*Assignment:* Skip the pictures, and retype the data below in full, exactly.

**** The data ****

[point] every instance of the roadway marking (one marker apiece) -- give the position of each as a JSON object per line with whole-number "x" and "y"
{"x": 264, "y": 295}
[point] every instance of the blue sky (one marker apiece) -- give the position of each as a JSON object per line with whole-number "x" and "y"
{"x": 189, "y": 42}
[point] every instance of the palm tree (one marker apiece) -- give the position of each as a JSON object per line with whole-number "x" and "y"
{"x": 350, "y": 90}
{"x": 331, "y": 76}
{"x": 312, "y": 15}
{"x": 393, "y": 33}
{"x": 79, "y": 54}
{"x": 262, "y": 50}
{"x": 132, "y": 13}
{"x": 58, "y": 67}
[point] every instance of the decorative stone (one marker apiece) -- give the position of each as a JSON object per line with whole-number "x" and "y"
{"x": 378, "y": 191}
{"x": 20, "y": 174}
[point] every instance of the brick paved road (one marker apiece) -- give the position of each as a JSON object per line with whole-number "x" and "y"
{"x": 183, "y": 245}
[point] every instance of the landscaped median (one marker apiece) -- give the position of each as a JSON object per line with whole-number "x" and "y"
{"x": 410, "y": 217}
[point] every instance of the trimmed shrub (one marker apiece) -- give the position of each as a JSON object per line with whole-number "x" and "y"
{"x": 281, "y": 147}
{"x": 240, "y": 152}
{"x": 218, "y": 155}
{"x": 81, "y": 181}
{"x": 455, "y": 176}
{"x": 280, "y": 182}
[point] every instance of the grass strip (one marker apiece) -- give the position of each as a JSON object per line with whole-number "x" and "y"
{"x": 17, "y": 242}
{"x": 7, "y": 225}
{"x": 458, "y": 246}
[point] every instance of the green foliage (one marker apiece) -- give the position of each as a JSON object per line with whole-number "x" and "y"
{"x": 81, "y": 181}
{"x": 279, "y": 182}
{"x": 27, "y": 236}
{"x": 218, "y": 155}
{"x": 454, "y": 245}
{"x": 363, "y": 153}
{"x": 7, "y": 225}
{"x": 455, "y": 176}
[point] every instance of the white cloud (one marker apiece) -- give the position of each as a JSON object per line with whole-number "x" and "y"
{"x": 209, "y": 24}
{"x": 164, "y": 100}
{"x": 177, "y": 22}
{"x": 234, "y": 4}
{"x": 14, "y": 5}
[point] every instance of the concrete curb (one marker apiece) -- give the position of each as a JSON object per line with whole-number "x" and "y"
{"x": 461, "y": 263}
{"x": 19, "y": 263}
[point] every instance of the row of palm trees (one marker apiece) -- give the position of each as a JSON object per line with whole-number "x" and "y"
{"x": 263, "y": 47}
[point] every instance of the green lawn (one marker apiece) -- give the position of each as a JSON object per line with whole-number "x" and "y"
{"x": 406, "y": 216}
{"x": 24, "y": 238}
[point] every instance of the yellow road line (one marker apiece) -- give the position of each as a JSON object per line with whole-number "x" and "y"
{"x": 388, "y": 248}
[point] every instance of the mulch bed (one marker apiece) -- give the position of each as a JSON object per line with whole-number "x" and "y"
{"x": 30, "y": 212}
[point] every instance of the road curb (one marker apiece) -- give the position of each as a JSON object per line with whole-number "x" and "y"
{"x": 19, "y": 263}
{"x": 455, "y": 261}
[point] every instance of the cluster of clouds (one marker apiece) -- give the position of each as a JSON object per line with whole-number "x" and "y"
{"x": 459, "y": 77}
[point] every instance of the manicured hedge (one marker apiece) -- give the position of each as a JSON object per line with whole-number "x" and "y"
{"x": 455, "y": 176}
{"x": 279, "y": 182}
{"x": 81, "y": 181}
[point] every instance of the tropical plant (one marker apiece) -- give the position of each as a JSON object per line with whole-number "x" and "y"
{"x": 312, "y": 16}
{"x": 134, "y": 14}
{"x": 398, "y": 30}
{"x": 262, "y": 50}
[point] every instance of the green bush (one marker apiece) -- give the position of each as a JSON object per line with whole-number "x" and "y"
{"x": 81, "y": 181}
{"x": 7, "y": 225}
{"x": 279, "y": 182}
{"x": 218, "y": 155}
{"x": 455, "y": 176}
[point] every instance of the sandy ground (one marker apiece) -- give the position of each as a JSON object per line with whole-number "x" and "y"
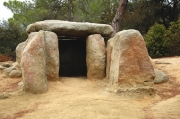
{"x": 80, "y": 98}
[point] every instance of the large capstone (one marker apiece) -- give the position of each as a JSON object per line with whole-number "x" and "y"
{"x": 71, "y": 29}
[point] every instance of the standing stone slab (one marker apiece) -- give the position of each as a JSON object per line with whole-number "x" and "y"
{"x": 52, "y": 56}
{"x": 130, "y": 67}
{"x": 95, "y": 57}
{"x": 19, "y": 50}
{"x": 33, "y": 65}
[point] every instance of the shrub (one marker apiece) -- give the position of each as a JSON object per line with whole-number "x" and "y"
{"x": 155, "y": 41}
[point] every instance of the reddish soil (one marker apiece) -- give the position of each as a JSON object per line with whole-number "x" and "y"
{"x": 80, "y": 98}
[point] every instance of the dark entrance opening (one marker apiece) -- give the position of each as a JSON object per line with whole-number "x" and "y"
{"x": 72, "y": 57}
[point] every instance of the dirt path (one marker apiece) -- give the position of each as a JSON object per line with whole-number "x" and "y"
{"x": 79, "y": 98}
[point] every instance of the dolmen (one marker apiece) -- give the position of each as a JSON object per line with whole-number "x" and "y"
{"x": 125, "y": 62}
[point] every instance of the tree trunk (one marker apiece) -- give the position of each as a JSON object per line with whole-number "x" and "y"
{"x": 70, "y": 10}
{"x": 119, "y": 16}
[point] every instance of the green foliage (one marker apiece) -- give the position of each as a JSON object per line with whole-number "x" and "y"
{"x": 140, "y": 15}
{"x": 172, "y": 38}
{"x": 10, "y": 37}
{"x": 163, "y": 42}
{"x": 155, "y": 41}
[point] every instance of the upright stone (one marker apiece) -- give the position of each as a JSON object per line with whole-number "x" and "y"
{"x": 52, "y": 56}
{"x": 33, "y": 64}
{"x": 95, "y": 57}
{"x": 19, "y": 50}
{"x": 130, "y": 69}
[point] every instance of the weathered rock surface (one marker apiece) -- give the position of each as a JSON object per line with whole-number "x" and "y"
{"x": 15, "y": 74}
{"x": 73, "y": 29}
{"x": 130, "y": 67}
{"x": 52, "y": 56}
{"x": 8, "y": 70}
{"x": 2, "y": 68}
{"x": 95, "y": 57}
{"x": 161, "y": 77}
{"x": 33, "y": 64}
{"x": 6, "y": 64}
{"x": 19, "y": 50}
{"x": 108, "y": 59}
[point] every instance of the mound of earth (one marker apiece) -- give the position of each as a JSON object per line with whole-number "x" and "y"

****

*Solution to this task:*
[point] every instance of the roadway marking (one marker apiece) -- give the position of each as a JSON object per line with whole-number "x" and "y"
{"x": 264, "y": 295}
[point] every instance of the blue sky (one marker apiece) -- give the position of each as a JSON object per line with whole-number "x" and "y"
{"x": 189, "y": 42}
[point] every instance of the palm tree (one marker apiece) -- give the position of each as a JSON object per line with whole-number "x" and "y"
{"x": 350, "y": 90}
{"x": 331, "y": 76}
{"x": 312, "y": 15}
{"x": 393, "y": 33}
{"x": 79, "y": 54}
{"x": 262, "y": 50}
{"x": 132, "y": 13}
{"x": 58, "y": 67}
[point] every instance of the decorative stone (one marker apiece) -- give the position of each as a JSON object per line with whole-number "x" and "y"
{"x": 378, "y": 191}
{"x": 20, "y": 174}
[point] every instance of the brick paved road (one marker apiece) -- give the position of each as a JSON object per line with whole-number "x" and "y"
{"x": 183, "y": 245}
[point] every instance of the landscaped median (one marker apiece) -- give the position of each as a JSON object per line with whole-number "x" and "y"
{"x": 410, "y": 217}
[point] every instance of the trimmed shrub (one marker apiece) -- give the position of each as a JSON object per line with whole-number "x" and "y"
{"x": 281, "y": 147}
{"x": 240, "y": 152}
{"x": 218, "y": 155}
{"x": 81, "y": 181}
{"x": 455, "y": 176}
{"x": 280, "y": 182}
[point] every instance of the grass strip (one marker apiece) -- give the position of each as a JSON object per line with whole-number "x" and "y"
{"x": 17, "y": 242}
{"x": 7, "y": 225}
{"x": 458, "y": 246}
[point] every instance of the green foliage (one marker apiece) -- give the position of each as a JSON object per line with whole-number "x" and "y"
{"x": 81, "y": 181}
{"x": 279, "y": 182}
{"x": 27, "y": 236}
{"x": 218, "y": 155}
{"x": 454, "y": 245}
{"x": 363, "y": 153}
{"x": 7, "y": 225}
{"x": 455, "y": 176}
[point] every instance of the white cloud (one marker apiece) -- give the position of each as a JSON object per line with whole-number "x" and "y"
{"x": 209, "y": 24}
{"x": 164, "y": 100}
{"x": 177, "y": 22}
{"x": 234, "y": 4}
{"x": 14, "y": 5}
[point] every instance of the concrete curb (one marker apiece) -- give the position of each as a JSON object per line with whole-number "x" and "y"
{"x": 461, "y": 263}
{"x": 19, "y": 263}
[point] every instance of the row of palm trees (one marker apiece) -- give the position of each as a JSON object per line with whole-number "x" and "y"
{"x": 263, "y": 47}
[point] every instance of the green lawn (one marker apiece) -- give the position of each as a JSON object per line with whole-number "x" and "y"
{"x": 406, "y": 216}
{"x": 24, "y": 238}
[point] every instance of the yellow road line (one marker apiece) -- give the position of each as a JSON object per line with whole-number "x" and "y"
{"x": 388, "y": 248}
[point] every instance of the mulch bed (one marker apiece) -- give the position of each as a JSON object per line with whole-number "x" and "y"
{"x": 30, "y": 212}
[point] every instance of the road curb (one marker apiece) -- give the position of each as a JSON object per line with whole-number "x" and "y"
{"x": 19, "y": 263}
{"x": 455, "y": 261}
[point] every instance of the cluster of clouds (one marker apiece) -- give the position of each as a JSON object per line with whole-number "x" and "y"
{"x": 459, "y": 77}
[point] every instance of the manicured hedge (one marker apiece) -- give the position of each as a JSON object per line with whole-number "x" and "y"
{"x": 455, "y": 176}
{"x": 279, "y": 182}
{"x": 81, "y": 181}
[point] every instance of the tropical plant (one marker apiece) -- give the position of each as a JSON object per line with whole-number "x" and "y"
{"x": 312, "y": 16}
{"x": 134, "y": 14}
{"x": 398, "y": 30}
{"x": 262, "y": 50}
[point] every instance of the green bush (one marker apiece) -- give the position of each as a JSON object per line with whole-number "x" and "y"
{"x": 81, "y": 181}
{"x": 7, "y": 225}
{"x": 279, "y": 182}
{"x": 218, "y": 155}
{"x": 455, "y": 176}
[point] every instance of the sandy ground (one marker apiece) -- give the position of each as a JSON object per line with whole-number "x" and "y"
{"x": 80, "y": 98}
[point] every instance of the large capstone (one marker apiece) -- give the position of each as a JSON object per line with whole-number "x" and "y"
{"x": 71, "y": 29}
[point] every instance of the standing stone slab (one marker apiece) -- give the position of each as a JSON object per line with whole-number "x" and "y"
{"x": 52, "y": 56}
{"x": 130, "y": 67}
{"x": 95, "y": 57}
{"x": 19, "y": 50}
{"x": 33, "y": 65}
[point] every instance of the shrub (one marker apiece) -- give the position of each as a JSON object per line with whole-number "x" and "y"
{"x": 155, "y": 41}
[point] every instance of the reddish soil (one marker apiece) -- give the position of each as a JSON object per line with whole-number "x" and "y"
{"x": 80, "y": 98}
[point] every instance of the dark entrance opening (one marker apiece) -- give the position of each as a JSON object per line with whole-number "x" and "y"
{"x": 72, "y": 57}
[point] every instance of the dirt path (one marker apiece) -- give the position of each as a JSON object per line with whole-number "x" and "y"
{"x": 79, "y": 98}
[point] every instance of the dolmen (one marker apiece) -- give the position of each as a JSON object per line with whole-number "x" and "y"
{"x": 125, "y": 62}
[point] every instance of the tree trunk (one marker apiece) -- give the position of each as a JSON object per line with whole-number "x" and "y"
{"x": 70, "y": 10}
{"x": 119, "y": 16}
[point] every instance of the green foliage (one marker apiece) -- give the position of each as a JSON object per line with whole-number "x" and "y"
{"x": 140, "y": 15}
{"x": 172, "y": 38}
{"x": 10, "y": 37}
{"x": 163, "y": 42}
{"x": 155, "y": 41}
[point] every instance of the upright stone (one marker apiece) -- give the position of each as a JSON object per line with whole-number "x" and "y"
{"x": 52, "y": 56}
{"x": 33, "y": 64}
{"x": 95, "y": 57}
{"x": 19, "y": 50}
{"x": 130, "y": 69}
[point] every instance of the weathered rock surface (one marker apiece) -- give the position of each as a JSON object per line with whole-number "x" and "y"
{"x": 15, "y": 74}
{"x": 73, "y": 29}
{"x": 130, "y": 67}
{"x": 52, "y": 56}
{"x": 8, "y": 70}
{"x": 2, "y": 68}
{"x": 95, "y": 57}
{"x": 161, "y": 77}
{"x": 33, "y": 64}
{"x": 6, "y": 64}
{"x": 19, "y": 50}
{"x": 108, "y": 59}
[point] every instance of the mound of earth (one marker apiece) -- give the position of each as a JSON object per line with whole-number "x" and "y"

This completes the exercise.